How to complete this task:
Return the records exactly, from the first line through the "positive clicks: (1743, 405)" line.

━━━━━ Dataset

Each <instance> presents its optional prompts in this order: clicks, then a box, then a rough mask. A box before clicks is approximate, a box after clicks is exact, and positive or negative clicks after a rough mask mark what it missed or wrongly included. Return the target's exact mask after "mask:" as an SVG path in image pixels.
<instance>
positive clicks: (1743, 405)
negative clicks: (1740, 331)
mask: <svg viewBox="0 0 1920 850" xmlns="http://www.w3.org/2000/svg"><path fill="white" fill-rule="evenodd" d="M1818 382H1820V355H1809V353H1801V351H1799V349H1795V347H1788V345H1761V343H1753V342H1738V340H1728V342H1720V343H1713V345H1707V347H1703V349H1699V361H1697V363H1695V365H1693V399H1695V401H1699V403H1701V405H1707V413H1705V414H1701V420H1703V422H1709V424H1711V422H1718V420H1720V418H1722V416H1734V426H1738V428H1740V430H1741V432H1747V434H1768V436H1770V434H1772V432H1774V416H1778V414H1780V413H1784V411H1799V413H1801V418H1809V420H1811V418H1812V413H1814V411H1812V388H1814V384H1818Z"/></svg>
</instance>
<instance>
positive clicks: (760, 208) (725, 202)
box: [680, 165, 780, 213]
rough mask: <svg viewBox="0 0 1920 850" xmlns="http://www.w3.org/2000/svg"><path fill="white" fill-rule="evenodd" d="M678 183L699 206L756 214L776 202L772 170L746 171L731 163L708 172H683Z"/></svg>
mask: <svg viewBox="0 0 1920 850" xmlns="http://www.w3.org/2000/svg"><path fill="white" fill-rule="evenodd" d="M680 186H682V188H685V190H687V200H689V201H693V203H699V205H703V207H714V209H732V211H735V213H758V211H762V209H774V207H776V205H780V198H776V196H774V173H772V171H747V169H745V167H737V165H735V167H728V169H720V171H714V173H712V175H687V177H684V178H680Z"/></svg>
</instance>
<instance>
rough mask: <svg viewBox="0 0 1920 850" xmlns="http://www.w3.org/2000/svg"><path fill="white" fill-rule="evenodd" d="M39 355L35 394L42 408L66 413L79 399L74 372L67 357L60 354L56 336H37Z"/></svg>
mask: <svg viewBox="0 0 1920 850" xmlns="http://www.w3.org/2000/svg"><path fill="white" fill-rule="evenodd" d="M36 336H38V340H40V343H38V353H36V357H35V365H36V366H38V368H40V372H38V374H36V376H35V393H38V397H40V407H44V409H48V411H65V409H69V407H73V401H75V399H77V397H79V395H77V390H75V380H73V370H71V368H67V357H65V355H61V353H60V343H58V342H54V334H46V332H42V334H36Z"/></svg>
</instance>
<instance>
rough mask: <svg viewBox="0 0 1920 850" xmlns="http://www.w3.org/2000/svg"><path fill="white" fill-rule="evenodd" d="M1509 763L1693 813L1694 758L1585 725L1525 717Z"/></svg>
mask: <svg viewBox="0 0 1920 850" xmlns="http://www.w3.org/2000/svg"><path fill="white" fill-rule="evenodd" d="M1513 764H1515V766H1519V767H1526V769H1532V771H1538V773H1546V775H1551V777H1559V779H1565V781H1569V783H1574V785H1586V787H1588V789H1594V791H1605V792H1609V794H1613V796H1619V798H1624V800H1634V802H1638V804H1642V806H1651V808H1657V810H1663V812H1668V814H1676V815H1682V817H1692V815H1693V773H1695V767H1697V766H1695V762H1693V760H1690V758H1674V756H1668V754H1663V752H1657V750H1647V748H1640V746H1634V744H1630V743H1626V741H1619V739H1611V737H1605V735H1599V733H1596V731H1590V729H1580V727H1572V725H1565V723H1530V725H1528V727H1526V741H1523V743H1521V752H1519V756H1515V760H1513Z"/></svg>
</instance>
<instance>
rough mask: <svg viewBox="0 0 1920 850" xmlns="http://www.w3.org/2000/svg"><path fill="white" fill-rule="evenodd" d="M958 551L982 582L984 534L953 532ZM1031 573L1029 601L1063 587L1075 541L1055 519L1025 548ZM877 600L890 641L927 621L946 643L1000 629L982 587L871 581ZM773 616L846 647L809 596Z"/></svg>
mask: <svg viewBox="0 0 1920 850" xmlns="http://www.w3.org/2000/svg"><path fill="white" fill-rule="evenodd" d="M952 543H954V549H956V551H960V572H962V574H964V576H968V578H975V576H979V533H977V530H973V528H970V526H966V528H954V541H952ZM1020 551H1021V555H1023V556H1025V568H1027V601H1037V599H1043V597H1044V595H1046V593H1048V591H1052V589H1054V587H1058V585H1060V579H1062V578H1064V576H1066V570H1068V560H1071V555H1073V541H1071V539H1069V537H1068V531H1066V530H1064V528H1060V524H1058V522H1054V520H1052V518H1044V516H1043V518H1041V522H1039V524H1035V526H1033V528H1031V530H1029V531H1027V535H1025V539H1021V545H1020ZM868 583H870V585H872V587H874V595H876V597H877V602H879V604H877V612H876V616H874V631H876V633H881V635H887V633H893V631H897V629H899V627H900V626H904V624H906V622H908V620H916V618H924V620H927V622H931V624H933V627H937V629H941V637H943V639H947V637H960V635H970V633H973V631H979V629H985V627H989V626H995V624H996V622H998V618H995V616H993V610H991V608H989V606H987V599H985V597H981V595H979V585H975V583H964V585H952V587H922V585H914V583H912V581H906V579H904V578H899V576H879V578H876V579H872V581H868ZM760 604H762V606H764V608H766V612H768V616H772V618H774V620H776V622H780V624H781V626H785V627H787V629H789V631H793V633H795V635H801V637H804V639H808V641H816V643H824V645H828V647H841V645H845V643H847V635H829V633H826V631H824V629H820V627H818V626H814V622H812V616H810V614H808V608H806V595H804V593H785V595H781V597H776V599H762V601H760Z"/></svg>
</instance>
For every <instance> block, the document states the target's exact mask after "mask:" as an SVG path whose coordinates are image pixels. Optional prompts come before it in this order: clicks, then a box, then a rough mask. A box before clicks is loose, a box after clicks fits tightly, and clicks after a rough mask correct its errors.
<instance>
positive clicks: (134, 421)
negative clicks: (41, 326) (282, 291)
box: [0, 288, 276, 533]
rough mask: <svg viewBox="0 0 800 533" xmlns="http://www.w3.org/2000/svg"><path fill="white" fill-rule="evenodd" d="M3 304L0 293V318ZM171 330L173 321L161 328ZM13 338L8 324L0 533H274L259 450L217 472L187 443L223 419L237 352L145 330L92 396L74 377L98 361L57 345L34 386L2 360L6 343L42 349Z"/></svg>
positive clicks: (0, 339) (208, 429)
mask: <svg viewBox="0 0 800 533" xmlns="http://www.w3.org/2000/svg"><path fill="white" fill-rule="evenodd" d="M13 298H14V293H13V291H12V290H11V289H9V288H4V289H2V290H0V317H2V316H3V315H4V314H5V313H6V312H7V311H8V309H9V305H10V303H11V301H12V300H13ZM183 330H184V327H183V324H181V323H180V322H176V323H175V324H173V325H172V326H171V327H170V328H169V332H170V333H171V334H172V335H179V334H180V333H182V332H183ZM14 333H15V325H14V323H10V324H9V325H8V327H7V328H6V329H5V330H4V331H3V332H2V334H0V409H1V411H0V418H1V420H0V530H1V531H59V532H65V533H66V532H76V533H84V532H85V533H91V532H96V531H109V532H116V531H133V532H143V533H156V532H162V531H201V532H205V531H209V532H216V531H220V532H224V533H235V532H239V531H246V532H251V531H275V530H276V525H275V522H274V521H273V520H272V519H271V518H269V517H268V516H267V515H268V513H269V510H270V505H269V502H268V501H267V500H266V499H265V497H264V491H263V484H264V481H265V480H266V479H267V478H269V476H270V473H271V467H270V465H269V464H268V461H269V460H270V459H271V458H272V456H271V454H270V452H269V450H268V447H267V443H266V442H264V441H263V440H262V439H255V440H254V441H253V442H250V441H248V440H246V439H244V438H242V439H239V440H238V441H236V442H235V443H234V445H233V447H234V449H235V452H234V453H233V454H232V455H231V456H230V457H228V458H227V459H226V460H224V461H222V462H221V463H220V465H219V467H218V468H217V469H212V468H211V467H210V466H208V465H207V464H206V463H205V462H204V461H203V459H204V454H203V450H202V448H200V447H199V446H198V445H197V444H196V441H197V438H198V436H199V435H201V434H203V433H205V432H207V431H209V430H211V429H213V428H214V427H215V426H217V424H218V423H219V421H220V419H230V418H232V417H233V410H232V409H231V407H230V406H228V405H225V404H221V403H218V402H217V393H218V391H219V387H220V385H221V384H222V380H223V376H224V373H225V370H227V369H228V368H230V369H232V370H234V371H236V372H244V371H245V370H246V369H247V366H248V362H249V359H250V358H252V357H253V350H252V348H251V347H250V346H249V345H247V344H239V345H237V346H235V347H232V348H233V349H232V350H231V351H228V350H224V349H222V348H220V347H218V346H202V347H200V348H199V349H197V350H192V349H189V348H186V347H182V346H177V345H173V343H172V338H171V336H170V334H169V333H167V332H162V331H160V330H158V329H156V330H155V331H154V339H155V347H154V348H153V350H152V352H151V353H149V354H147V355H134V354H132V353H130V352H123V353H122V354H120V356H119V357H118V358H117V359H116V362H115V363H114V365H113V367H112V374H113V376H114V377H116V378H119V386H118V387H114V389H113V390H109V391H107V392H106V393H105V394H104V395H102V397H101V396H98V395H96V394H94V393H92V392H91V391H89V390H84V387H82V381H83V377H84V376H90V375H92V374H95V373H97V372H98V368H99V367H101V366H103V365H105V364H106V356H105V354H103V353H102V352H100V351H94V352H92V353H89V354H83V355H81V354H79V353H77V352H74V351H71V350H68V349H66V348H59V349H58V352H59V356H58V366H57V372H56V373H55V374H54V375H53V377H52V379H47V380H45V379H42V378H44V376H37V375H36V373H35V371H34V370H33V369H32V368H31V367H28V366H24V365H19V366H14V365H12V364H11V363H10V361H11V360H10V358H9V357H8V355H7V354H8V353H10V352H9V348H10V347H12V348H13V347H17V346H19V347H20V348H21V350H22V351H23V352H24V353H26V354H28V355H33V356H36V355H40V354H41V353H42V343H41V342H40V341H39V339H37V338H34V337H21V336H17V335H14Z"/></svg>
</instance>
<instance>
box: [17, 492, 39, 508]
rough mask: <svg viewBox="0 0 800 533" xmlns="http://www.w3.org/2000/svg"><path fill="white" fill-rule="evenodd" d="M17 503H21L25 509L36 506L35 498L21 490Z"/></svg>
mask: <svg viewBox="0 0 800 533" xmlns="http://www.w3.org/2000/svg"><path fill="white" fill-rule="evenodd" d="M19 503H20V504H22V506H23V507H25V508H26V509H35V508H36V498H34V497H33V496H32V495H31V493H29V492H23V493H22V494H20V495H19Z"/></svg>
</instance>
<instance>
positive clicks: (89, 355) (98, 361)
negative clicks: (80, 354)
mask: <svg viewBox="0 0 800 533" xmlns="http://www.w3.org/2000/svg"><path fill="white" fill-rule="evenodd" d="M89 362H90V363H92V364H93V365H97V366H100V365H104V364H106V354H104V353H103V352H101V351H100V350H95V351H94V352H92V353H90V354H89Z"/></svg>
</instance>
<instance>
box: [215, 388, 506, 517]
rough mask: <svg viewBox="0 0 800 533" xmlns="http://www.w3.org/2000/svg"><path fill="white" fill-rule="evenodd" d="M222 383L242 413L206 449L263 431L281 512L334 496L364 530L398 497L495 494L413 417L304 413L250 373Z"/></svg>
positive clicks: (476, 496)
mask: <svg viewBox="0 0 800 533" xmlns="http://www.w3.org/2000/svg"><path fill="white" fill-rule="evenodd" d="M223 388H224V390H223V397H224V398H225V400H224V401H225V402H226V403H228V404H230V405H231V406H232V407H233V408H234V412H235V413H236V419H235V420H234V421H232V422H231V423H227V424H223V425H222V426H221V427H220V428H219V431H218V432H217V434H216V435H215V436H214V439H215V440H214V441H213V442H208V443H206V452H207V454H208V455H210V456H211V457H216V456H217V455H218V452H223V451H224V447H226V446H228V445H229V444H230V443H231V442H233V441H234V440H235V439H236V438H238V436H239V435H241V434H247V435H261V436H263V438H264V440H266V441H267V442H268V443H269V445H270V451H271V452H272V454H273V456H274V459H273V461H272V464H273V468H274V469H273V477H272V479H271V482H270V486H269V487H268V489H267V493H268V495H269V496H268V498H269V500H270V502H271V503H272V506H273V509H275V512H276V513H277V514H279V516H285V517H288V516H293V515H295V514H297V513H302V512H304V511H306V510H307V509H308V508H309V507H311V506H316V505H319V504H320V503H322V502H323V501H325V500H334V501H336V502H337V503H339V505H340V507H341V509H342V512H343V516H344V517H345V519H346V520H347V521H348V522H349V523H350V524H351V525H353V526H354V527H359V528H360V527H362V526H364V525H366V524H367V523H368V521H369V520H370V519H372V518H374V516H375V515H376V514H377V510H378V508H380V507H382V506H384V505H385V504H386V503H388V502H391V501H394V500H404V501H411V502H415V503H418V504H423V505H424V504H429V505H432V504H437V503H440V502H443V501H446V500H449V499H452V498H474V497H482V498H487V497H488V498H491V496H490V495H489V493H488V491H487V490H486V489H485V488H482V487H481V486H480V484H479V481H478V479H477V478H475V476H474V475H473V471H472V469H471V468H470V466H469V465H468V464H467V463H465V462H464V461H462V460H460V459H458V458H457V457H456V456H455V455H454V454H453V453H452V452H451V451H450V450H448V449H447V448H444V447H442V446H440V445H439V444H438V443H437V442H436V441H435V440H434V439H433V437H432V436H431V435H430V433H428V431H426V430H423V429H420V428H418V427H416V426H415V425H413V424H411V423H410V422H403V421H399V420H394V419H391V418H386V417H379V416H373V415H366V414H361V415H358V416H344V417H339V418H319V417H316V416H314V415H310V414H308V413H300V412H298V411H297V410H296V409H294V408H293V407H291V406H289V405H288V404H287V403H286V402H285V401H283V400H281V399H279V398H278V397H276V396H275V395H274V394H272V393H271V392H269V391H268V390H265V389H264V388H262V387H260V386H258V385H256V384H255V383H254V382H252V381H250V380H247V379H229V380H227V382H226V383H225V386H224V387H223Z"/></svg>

━━━━━━━━━━

Reply:
Each <instance> presents its optional prompts in this order: clicks, then a box, then a rough mask. A box before clicks is approximate, a box after clicks is exact, and positive or negative clicks after a rough mask mark what it missed or wrongly included. Return the target's exact mask after "mask:" as an SVG path in image pixels.
<instance>
positive clicks: (1743, 405)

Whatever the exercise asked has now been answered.